(Saved data entries)
-=-=-=-=-

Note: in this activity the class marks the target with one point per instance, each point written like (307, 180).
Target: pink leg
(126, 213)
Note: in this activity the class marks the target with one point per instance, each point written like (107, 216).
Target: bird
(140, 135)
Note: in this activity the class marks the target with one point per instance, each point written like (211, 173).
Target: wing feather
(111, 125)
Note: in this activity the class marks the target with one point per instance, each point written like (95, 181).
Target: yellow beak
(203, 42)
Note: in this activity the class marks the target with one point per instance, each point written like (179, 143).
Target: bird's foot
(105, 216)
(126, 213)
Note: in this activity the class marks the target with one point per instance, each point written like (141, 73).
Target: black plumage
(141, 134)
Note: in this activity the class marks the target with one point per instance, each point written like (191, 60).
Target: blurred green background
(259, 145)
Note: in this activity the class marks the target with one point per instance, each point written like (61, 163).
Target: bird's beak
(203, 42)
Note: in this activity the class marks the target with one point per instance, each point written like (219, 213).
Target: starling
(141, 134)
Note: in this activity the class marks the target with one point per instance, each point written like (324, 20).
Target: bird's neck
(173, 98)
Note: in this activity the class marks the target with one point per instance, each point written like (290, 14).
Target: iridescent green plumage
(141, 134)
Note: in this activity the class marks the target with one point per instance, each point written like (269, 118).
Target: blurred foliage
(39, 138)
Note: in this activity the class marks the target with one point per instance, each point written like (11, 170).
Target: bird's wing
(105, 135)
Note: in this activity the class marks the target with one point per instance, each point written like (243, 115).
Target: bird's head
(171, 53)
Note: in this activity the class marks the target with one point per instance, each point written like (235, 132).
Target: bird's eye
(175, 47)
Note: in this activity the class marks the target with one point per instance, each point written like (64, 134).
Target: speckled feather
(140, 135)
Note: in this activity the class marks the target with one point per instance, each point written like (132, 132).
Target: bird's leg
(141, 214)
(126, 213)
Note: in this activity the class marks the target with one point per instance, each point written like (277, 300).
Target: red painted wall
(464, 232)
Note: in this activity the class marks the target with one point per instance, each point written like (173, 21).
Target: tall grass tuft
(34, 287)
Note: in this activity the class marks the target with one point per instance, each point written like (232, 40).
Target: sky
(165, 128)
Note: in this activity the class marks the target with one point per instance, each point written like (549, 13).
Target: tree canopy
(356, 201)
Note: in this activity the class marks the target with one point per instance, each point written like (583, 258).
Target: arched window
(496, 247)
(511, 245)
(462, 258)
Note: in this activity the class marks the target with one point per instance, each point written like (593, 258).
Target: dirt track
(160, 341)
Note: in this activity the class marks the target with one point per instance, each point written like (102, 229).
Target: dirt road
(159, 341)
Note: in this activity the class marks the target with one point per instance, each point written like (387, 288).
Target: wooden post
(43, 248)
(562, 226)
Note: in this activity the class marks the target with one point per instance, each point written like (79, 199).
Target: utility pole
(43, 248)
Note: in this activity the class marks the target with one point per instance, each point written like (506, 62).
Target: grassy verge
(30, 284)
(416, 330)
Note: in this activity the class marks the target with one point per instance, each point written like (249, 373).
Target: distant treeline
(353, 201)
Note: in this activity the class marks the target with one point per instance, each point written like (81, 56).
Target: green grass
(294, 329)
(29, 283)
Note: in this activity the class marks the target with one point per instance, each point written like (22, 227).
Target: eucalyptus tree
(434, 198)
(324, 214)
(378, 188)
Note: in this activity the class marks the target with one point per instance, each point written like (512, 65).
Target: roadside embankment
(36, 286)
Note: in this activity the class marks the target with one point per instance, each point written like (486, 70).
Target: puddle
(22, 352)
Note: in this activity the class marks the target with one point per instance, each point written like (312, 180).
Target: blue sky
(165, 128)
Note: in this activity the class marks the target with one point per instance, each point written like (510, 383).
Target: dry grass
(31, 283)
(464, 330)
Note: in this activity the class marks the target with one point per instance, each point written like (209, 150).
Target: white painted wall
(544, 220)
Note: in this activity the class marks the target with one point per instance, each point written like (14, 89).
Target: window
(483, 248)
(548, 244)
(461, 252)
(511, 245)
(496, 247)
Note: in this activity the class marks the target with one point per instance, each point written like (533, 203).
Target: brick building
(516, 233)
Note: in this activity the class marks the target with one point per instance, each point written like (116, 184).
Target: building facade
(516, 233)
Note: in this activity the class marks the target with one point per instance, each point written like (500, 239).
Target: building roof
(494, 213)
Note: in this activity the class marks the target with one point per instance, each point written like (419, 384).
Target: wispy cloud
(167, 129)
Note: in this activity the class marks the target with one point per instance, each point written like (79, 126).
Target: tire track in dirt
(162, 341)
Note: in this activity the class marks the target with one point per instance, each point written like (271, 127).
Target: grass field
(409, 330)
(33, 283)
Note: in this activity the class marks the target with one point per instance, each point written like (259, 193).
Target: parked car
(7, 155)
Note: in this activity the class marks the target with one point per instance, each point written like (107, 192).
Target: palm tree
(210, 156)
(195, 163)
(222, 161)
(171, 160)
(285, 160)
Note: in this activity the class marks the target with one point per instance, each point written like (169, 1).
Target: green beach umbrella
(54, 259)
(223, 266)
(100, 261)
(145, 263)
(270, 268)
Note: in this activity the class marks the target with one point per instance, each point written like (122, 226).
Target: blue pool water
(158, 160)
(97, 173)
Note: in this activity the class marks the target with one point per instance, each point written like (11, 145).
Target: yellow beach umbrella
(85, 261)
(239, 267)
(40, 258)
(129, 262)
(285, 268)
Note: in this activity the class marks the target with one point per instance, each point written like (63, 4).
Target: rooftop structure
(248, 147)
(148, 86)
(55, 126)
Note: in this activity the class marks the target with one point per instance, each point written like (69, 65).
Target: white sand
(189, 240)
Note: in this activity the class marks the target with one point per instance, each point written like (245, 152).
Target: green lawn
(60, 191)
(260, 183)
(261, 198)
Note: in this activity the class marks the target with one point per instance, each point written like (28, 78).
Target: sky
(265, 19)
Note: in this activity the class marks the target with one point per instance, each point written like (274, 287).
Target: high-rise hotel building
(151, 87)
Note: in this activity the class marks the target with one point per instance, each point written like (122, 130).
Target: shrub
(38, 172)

-=-=-=-=-

The answer must consist of every entry, set down exactly as given.

- Response below -
Note: in this activity the class marks the target with one point per instance, each point written like (307, 180).
Target: pink leg
(126, 213)
Note: in this activity the class marks the target with one point per instance, each point written like (107, 216).
Target: bird
(140, 135)
Note: in this activity the class marks the target with one point per instance, each point written like (211, 173).
Target: wing feather
(111, 125)
Note: in this activity the class marks the target with one point per instance, each point written like (95, 181).
Target: yellow beak
(203, 42)
Note: in this activity the class marks the target with one point per instance, each point written like (179, 143).
Target: bird's foot
(105, 216)
(126, 213)
Note: in this activity the class marks the target with one point per instance, each point written like (141, 73).
Target: black plumage
(141, 134)
Note: in this activity the class marks the target with one point per instance, each point written like (191, 60).
Target: blurred green background
(259, 145)
Note: in this activity the class marks the target with one point per instance, each point written like (61, 163).
Target: bird's beak
(203, 42)
Note: in this activity the class marks the target with one point per instance, each point written like (219, 213).
Target: starling
(141, 134)
Note: in this activity the class marks the target with one point per instance, each point written like (324, 20).
Target: bird's neck
(173, 98)
Note: in this activity the class marks the target with one point per instance, each point written like (290, 14).
Target: iridescent green plumage
(141, 134)
Note: in this activity the class marks the target with one point per instance, each point written like (269, 118).
Target: blurred foliage
(39, 138)
Note: in this activity the class marks the target with one point per instance, each point written like (11, 170).
Target: bird's wing
(105, 135)
Note: in this activity the class marks the target with one point per instance, each point written like (243, 115).
Target: bird's head
(171, 53)
Note: in this activity the class marks the target with one point per instance, each point written like (235, 132).
Target: bird's eye
(175, 47)
Note: in this activity the class marks the target with one point per instance, each point written like (64, 134).
Target: speckled feather
(140, 135)
Note: in this activity the class marks the target with one point per instance, each point written like (132, 132).
Target: bird's leg
(141, 214)
(126, 213)
Note: in this activity the class marks the target with one point per instance, each point written like (277, 300).
Target: red painted wall
(464, 232)
Note: in this activity the class marks the target with one point per instance, each point written like (173, 21).
Target: tall grass tuft
(34, 287)
Note: in this activity the class marks the target with one point per instance, each point written like (232, 40).
Target: sky
(165, 128)
Note: in this activity the class marks the target with one point per instance, each point written like (549, 13).
Target: tree canopy
(356, 201)
Note: in this activity the class marks the target with one point per instance, each point written like (583, 258).
Target: arched window
(496, 247)
(511, 245)
(462, 258)
Note: in this activity the class marks the target with one point per instance, each point written like (593, 258).
Target: dirt track
(160, 341)
Note: in this activity the class marks the target with one point per instance, each point written like (102, 229).
Target: dirt road
(159, 341)
Note: in this activity the class marks the target with one point per instance, each point written like (387, 288).
Target: wooden post
(43, 248)
(562, 226)
Note: in this activity the class marks the target with one point per instance, each point written like (79, 199).
Target: utility pole
(43, 248)
Note: in this activity the class marks the target with one point per instance, each point written like (506, 62).
Target: grassy verge
(30, 284)
(416, 330)
Note: in this activity the class marks the target with one point per instance, each point written like (249, 373).
Target: distant treeline
(353, 201)
Note: in this activity the class marks the target with one point per instance, each point written like (81, 56).
Target: green grass
(294, 329)
(29, 283)
Note: in this activity the class marks the target with one point per instance, each point written like (22, 227).
Target: eucalyptus tree
(434, 198)
(324, 214)
(378, 188)
Note: in this activity the class marks the target with one point per instance, each point written like (512, 65).
Target: roadside embankment
(36, 286)
Note: in this activity the class marks the target with one point per instance, each point written like (486, 70).
Target: puddle
(22, 352)
Note: in this activity the class marks the target with one point per instance, each point written like (312, 180).
Target: blue sky
(165, 128)
Note: in this activity the class marks the target with one point per instance, each point written like (510, 383).
Target: dry grass
(31, 283)
(464, 330)
Note: in this activity the class marks the target with one point per instance, each point written like (209, 150).
Target: white painted wall
(544, 220)
Note: in this activity the class marks the target with one point per instance, each point written like (14, 89).
Target: window
(483, 248)
(548, 244)
(461, 252)
(511, 245)
(496, 247)
Note: in this activity the class marks the target with one point per instance, each point written like (533, 203).
Target: brick building
(516, 233)
Note: in this activity the class marks the target with one point per instance, each point written like (116, 184).
Target: building facade
(516, 233)
Note: in this activity the class marks the target with one point per instance, each point written like (500, 239).
Target: building roof
(494, 213)
Note: in this activity the class marks the target with one point per instance, each point written like (419, 384).
Target: wispy cloud
(167, 129)
Note: in this activity the class marks the target with one point per instance, each point written like (79, 126).
Target: tire track in dirt
(162, 341)
Note: in this activity the class marks the target with one point per instance, each point written like (271, 127).
Target: grass field
(409, 330)
(33, 283)
Note: in this activity the class marks the target with one point per instance, each point written like (259, 193).
Target: parked car
(7, 155)
Note: in this activity the class marks the target with one point per instance, each point written like (107, 192).
Target: palm tree
(210, 156)
(195, 163)
(222, 161)
(171, 160)
(285, 160)
Note: in this activity the class marks the target with one point per instance, each point written like (169, 1).
Target: green beach umbrella
(54, 259)
(223, 266)
(100, 261)
(145, 263)
(270, 268)
Note: in this activity the class marks the target with one point per instance, each point written like (122, 226).
Target: blue pool water
(158, 160)
(97, 173)
Note: in this activity the class marks the target with one point per instance, each point written like (11, 145).
Target: yellow beach umbrella
(85, 261)
(239, 267)
(40, 258)
(129, 262)
(285, 268)
Note: in this activity the class marks the target with one point per instance, each point written like (63, 4).
Target: rooftop structure
(248, 147)
(148, 86)
(55, 126)
Note: in this activity the class marks the target with one point per instance, each point written like (69, 65).
Target: white sand
(189, 240)
Note: in this activity the class marks the target with one point per instance, each point written like (245, 152).
Target: green lawn
(60, 191)
(260, 183)
(261, 198)
Note: in this activity the class marks the target with one point per instance, each point written like (28, 78).
Target: sky
(265, 19)
Note: in this activity the class marks the target with one point per instance, each point written like (274, 287).
Target: high-rise hotel building
(151, 87)
Note: in this activity the class marks the target with one point per instance, each point written like (122, 130).
Target: shrub
(38, 172)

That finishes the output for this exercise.